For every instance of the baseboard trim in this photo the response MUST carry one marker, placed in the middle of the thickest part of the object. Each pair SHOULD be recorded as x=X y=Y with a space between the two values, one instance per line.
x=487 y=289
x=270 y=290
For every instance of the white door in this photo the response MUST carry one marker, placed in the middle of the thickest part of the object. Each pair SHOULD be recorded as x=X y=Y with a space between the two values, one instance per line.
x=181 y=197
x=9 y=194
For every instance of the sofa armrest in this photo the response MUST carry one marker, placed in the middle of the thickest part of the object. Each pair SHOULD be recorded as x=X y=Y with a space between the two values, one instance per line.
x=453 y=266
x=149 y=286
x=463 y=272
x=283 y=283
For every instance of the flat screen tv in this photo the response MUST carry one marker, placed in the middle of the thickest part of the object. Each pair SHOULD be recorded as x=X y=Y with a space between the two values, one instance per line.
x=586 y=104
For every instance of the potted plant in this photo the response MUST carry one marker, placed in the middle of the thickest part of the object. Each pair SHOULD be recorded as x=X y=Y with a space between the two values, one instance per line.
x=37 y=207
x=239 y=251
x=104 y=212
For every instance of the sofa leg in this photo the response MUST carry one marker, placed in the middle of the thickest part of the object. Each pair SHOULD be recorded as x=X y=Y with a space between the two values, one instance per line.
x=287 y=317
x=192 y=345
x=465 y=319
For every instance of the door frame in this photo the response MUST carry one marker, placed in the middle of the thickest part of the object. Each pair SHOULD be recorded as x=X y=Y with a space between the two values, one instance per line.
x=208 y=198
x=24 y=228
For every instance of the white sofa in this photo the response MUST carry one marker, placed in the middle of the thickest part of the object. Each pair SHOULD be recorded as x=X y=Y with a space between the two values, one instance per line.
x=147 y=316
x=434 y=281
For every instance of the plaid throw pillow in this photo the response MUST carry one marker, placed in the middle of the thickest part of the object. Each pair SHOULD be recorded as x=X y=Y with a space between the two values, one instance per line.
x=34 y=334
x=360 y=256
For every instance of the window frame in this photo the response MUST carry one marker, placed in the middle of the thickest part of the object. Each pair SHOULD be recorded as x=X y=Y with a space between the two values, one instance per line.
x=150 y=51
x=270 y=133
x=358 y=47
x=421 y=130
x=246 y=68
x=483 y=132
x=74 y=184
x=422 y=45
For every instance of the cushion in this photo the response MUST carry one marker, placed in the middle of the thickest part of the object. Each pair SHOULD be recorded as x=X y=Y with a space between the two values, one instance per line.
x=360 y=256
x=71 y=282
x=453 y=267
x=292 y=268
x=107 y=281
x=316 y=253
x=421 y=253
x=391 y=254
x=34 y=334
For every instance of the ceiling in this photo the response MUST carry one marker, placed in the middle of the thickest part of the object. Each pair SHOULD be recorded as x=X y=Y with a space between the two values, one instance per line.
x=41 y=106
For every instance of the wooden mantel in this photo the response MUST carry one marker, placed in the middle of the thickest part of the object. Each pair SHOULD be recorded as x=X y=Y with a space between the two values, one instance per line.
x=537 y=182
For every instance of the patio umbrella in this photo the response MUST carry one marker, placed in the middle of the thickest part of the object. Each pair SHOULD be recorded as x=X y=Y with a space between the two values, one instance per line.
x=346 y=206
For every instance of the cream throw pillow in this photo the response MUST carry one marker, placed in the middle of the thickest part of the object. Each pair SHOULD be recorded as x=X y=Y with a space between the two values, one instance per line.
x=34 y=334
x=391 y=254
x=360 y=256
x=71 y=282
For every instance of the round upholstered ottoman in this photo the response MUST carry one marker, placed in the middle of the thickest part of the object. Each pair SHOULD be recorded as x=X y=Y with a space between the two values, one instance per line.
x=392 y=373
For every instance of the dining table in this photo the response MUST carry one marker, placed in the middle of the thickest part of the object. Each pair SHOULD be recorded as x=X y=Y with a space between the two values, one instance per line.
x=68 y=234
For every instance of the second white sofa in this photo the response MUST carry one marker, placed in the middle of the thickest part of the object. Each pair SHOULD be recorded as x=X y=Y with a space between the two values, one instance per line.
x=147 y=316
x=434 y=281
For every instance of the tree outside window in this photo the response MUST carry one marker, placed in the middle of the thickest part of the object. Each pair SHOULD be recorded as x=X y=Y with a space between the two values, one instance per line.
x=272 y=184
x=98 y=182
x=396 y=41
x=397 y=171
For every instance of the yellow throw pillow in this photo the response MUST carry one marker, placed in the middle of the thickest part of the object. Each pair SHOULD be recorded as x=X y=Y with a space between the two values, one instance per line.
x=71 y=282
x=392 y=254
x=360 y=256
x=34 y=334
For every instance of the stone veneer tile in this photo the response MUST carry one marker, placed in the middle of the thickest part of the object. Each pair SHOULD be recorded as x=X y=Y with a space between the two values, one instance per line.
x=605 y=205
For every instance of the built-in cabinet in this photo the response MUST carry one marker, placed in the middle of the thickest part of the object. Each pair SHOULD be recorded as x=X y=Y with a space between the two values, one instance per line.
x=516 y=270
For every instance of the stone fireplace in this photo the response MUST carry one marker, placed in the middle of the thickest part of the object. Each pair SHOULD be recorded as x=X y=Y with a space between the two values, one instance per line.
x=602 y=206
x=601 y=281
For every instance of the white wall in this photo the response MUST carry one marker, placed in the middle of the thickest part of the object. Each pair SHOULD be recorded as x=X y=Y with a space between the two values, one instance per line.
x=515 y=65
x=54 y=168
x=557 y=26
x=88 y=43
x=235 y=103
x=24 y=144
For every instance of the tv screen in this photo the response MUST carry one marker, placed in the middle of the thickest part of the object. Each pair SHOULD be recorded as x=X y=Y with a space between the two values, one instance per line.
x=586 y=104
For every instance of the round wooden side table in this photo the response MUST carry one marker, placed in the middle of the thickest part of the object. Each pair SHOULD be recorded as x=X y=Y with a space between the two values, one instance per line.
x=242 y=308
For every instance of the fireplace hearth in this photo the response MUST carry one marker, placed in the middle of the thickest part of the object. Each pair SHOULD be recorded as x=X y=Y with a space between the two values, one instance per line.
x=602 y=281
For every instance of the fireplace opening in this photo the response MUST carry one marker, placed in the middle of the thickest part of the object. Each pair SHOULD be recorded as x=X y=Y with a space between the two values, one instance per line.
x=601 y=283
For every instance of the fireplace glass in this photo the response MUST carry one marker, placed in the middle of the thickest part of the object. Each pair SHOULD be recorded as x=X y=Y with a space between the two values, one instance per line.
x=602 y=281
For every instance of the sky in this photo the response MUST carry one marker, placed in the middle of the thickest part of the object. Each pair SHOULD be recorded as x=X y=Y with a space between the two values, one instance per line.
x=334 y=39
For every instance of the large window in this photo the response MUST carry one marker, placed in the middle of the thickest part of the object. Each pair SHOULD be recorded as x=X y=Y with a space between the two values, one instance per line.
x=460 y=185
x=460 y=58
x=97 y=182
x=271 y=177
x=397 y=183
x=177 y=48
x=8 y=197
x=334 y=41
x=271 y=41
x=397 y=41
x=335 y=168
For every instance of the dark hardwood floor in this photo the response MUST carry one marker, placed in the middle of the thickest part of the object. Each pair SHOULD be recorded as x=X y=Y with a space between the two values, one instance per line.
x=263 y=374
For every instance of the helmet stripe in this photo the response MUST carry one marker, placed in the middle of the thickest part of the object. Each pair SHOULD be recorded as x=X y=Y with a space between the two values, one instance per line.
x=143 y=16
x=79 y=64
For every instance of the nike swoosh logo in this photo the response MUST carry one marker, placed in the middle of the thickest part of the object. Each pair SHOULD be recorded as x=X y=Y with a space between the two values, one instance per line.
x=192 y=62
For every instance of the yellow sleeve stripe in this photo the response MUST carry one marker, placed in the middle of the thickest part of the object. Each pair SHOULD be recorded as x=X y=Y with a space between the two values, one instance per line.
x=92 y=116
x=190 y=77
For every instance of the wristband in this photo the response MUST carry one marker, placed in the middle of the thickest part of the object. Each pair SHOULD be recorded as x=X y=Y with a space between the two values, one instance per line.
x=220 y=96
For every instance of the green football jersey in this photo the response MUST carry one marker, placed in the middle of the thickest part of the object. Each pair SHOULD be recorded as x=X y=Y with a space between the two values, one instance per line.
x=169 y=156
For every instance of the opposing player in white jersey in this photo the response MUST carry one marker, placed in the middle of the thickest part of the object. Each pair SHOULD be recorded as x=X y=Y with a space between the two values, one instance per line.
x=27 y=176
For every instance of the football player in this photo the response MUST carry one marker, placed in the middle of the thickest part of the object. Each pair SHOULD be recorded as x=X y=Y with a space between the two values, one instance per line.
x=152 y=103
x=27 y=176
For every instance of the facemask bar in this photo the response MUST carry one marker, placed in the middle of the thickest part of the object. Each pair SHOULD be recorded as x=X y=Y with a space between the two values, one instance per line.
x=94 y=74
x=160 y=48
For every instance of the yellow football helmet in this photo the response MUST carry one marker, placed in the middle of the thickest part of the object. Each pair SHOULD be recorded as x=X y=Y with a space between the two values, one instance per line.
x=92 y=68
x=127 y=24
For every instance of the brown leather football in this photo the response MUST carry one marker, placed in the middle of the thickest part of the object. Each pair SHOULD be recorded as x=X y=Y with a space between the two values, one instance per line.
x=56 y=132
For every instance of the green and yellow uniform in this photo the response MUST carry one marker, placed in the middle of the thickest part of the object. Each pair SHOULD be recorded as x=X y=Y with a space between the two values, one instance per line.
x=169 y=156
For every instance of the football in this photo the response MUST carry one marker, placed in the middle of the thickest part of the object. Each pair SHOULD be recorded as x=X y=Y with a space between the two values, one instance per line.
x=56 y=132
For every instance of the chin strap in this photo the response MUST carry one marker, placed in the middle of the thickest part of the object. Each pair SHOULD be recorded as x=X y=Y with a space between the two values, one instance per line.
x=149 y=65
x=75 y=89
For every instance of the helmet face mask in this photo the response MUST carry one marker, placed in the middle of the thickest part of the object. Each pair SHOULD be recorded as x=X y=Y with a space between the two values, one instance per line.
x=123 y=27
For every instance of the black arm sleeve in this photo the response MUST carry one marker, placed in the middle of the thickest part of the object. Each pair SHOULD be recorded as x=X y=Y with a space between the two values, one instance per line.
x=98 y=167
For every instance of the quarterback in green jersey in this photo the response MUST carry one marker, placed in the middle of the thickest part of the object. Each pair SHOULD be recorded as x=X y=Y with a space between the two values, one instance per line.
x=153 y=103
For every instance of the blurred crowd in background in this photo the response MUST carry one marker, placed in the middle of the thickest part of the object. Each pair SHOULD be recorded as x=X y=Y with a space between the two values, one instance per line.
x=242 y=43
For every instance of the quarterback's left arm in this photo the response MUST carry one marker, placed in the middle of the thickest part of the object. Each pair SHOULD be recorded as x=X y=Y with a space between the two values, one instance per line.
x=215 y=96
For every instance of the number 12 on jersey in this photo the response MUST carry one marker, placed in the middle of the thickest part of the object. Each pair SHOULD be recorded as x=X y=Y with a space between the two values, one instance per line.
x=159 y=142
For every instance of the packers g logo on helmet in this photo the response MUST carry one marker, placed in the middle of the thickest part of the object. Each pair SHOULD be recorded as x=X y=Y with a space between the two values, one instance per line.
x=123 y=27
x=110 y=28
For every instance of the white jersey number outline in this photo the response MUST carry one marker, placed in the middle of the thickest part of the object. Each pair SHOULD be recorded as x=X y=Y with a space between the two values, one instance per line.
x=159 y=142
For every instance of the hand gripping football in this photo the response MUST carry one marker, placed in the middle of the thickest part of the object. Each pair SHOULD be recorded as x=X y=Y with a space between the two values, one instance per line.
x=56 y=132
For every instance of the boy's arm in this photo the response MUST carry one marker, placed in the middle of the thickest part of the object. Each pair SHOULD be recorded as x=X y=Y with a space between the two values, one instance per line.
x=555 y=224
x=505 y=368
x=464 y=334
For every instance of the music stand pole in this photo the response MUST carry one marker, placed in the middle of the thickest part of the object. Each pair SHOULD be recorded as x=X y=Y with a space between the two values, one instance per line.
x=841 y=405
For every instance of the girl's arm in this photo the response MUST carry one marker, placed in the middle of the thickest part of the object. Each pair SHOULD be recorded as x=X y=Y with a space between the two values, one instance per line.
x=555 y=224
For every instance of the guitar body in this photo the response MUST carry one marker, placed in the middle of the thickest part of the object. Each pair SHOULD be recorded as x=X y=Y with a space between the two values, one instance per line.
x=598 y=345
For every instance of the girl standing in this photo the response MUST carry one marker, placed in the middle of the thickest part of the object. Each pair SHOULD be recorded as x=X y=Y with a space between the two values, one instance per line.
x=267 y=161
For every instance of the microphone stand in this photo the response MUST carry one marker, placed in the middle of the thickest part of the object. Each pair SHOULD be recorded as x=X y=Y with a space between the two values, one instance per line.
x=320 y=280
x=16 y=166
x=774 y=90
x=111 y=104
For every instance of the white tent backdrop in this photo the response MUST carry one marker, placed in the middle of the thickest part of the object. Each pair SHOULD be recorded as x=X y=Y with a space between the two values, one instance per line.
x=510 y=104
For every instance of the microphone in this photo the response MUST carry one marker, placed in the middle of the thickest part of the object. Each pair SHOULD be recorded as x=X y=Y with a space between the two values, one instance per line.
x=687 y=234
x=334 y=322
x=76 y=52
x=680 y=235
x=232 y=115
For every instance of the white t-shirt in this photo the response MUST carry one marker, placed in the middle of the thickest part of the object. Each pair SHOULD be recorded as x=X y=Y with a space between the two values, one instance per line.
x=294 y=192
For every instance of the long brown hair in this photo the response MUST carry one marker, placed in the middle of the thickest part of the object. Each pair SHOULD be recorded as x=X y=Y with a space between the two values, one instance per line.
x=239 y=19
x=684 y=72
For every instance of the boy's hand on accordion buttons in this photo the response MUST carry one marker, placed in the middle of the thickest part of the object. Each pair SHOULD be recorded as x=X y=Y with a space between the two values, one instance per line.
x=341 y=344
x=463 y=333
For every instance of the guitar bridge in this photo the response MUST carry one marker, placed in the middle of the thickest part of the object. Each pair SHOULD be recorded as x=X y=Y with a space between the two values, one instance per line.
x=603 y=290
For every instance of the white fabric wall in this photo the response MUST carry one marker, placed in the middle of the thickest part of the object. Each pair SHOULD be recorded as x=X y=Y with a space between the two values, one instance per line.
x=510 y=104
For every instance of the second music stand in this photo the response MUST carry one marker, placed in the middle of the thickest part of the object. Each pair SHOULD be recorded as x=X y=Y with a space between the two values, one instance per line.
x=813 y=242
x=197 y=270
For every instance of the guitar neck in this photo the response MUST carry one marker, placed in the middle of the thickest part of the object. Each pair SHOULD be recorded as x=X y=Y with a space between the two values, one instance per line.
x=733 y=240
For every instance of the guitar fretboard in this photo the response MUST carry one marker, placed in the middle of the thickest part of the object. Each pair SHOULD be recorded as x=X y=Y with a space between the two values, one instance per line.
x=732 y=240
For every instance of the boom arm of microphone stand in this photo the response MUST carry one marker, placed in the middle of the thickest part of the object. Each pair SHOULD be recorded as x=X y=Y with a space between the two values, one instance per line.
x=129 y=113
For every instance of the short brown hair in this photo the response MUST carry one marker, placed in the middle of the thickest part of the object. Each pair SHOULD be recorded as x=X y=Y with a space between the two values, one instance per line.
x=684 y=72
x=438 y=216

Problem to work on:
Transcribe, word for word, every line from the one containing "For every instance of the second music" through the final line of the entries, and nothing else.

Task solution:
For every instance of the second music stand in this photo the response MUST carry one marker, placed in the middle of the thickest part of the object. Each pair SHOULD be recorded as x=X y=Y with a space between the two values, one instance per line.
x=813 y=242
x=197 y=270
For every instance of the guitar neck in this photo the response MUST carry one marker, placed in the middle of the thickest part of the object. Each pair SHOULD be recorded as x=X y=Y with a space between the two values, one instance per line.
x=733 y=240
For every instance of the guitar fretboard in this photo the response MUST carry one marker, placed in the middle of the thickest part of the object. Each pair SHOULD be recorded as x=X y=Y with a space between the two values, one instance per line.
x=732 y=240
For every instance of the boom arm of microphone stand in this photo the response MUST carry one marker, placed in the middle of the thickest part of the object. Each pair SHOULD be recorded as x=X y=Y with a space between the two values, one instance per line.
x=129 y=113
For every instance of the short brown hair in this photo the response MUST carry one marker, placed in the middle of the thickest part of the object. Each pair SHOULD be recorded as x=X y=Y with a space between the two values, one instance per line.
x=684 y=72
x=438 y=216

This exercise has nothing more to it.